● КРАТКОЕ ЗАДАНИЕ
Сколько примерно мест в зале театра Навои, согласно отрывку о финансировании театра?

Театр сам по себе большие деньги никогда не зарабатывал. Это вопрос билета. Если мы в нашем театре Навои билеты сделаем по 100 долларов, то будем танцевать сами для себя. При раскладе, что в зале примерно 760 мест и в театре работает в общей сложности не менее 500 человек, как заработать, чтобы всем на зарплату и на новые постановки хватило? А еще содержание здания… Поэтому еще с царских времен было финансирование государственное. Как финансировался театр в советские времена, императорским и не снилось. Так, не менее миллиона рублей было потрачено на декорации и костюмы оперы Мусоргского «Борис Годунов» в Большом театре.

Сейчас костюм в Москве стоит от 500 долларов и выше. Цена некоторых доходит до четырех-пяти тысяч. Для нас в Ташкенте это просто нереально. Поэтому делаем сами, своими средствами, едем на базар и покупаем материалы, украшения. Так мы создавали все костюмы для «Баядерки».

● СОСТАВ ДАННЫХ
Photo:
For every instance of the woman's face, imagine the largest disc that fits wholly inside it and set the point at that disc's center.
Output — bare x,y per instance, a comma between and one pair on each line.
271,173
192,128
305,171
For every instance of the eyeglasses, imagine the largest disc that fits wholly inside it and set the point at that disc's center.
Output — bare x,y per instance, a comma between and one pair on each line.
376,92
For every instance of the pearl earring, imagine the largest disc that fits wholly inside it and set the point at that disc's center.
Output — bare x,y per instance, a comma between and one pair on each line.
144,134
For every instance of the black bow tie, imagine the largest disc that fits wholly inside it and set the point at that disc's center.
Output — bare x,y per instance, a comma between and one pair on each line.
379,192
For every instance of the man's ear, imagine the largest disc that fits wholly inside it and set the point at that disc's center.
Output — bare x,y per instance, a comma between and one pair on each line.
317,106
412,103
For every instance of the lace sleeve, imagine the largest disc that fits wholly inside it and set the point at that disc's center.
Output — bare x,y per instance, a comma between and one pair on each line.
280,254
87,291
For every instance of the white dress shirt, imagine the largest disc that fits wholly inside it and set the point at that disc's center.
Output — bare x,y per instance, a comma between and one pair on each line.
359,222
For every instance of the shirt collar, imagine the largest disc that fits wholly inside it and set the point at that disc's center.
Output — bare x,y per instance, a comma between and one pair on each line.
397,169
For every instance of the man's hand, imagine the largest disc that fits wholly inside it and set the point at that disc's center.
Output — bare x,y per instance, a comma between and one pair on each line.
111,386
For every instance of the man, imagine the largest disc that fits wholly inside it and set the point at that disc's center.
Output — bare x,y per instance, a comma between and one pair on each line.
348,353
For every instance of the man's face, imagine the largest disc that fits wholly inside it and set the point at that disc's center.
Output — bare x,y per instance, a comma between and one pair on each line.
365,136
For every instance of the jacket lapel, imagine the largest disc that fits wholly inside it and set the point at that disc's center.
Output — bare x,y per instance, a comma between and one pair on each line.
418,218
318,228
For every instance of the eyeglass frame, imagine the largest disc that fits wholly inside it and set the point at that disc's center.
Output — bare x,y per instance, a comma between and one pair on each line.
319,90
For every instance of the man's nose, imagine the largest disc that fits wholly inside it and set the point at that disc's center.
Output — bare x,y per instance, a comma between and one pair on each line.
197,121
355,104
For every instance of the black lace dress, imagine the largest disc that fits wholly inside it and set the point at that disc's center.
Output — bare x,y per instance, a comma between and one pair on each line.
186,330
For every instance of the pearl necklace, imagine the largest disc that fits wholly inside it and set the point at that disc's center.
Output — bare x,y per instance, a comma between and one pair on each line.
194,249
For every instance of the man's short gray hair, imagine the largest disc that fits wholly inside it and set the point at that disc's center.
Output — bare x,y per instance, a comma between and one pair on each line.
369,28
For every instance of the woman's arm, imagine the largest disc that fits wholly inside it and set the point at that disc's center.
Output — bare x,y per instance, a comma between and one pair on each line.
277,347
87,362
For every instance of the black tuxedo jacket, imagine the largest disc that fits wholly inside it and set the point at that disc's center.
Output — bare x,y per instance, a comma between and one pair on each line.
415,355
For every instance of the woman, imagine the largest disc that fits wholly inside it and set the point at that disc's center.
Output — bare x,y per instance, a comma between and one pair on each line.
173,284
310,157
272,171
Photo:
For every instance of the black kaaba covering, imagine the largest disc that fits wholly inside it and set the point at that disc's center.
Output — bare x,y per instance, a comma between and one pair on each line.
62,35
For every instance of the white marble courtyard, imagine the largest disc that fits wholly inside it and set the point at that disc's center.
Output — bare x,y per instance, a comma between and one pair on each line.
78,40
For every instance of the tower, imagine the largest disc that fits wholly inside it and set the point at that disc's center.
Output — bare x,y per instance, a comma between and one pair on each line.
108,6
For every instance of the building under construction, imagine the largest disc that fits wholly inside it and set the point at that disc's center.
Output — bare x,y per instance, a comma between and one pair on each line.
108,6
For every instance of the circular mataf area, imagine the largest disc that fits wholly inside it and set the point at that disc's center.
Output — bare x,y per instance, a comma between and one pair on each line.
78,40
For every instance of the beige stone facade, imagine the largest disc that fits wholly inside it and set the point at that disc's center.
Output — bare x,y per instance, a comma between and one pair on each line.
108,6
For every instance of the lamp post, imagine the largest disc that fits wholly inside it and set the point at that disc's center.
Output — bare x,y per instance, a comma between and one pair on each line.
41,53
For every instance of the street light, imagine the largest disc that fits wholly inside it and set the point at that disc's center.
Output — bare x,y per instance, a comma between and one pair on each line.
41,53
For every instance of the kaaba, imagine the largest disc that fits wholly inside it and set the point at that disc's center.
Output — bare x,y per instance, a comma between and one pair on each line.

● РЕШЕНИЕ ЗАДАЧИ
Примерно 760 мест.